PROBLEM SET –
1. Decide whether each statement below agrees with the autism article: (a) The Harvard study drew on a long-term study that has been running since 1989. (b) Scientists say their results show that air pollution directly causes autism. (c) About 1 in 50 U.S. children is diagnosed with autism or a related disorder. Answer yes or no for each, and quote the words from the autism article that settle it.
2. From the autism article, set down the stretch from "The findings were" through "factor in autism." word for word.

EXTRACT –

New studies reveal more information about autism cause
Autism can be caused by exposure to pollution and weak neural links.
Researchers say they have confirmed a link between air pollution and autism. Another study is announcing that the language difficulties associated with autism could be from a disconnect in the brain's wiring.
The findings were published in Environmental Health Perspectives and are part of the largest U.S. study yet to examine possible ties between air pollution an autism.
About two percent of U.S. children, or 1 in 50, is diagnosed with autism or a related disorder, according to figures from the CDC.
Despite the findings, scientists say their results don't constitute a cause, per se. Rather, genetics still seems to be the primary factor of causation, although it remains unclear just what could trigger the disorder on a genetic level.
The current study does confirm the findings of an earlier, 2006 study, led by Gayle Windham from the California Department of Health Services. A second study, published last year, also suggested that air pollution was a factor in autism.
The Harvard study was much larger in scope, using data from the Nurse's Health Study 2, a long-term study that involves the participation of 116,000 nurses and has been ongoing since 1989. Researchers evaluated 325 women who had children with autism and 22,000 women that had children without it.

Source records
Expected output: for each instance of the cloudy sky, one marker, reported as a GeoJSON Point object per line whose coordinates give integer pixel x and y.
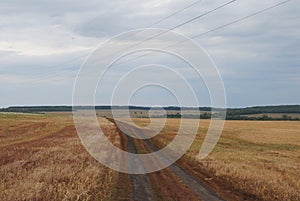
{"type": "Point", "coordinates": [44, 43]}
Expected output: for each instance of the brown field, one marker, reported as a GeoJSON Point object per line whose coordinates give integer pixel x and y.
{"type": "Point", "coordinates": [41, 158]}
{"type": "Point", "coordinates": [257, 158]}
{"type": "Point", "coordinates": [274, 115]}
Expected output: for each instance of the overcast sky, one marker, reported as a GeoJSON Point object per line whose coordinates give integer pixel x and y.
{"type": "Point", "coordinates": [43, 44]}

RESULTS OF THE EXERCISE –
1.
(a) Yes: "a long-term study that involves the participation of 116,000 nurses and has been ongoing since 1989"
(b) No: "scientists say their results don't constitute a cause, per se"
(c) Yes: "About two percent of U.S. children, or 1 in 50, is diagnosed with autism or a related disorder"

2.
The findings were published in Environmental Health Perspectives and are part of the largest U.S. study yet to examine possible ties between air pollution an autism.
About two percent of U.S. children, or 1 in 50, is diagnosed with autism or a related disorder, according to figures from the CDC.
Despite the findings, scientists say their results don't constitute a cause, per se. Rather, genetics still seems to be the primary factor of causation, although it remains unclear just what could trigger the disorder on a genetic level.
The current study does confirm the findings of an earlier, 2006 study, led by Gayle Windham from the California Department of Health Services. A second study, published last year, also suggested that air pollution was a factor in autism.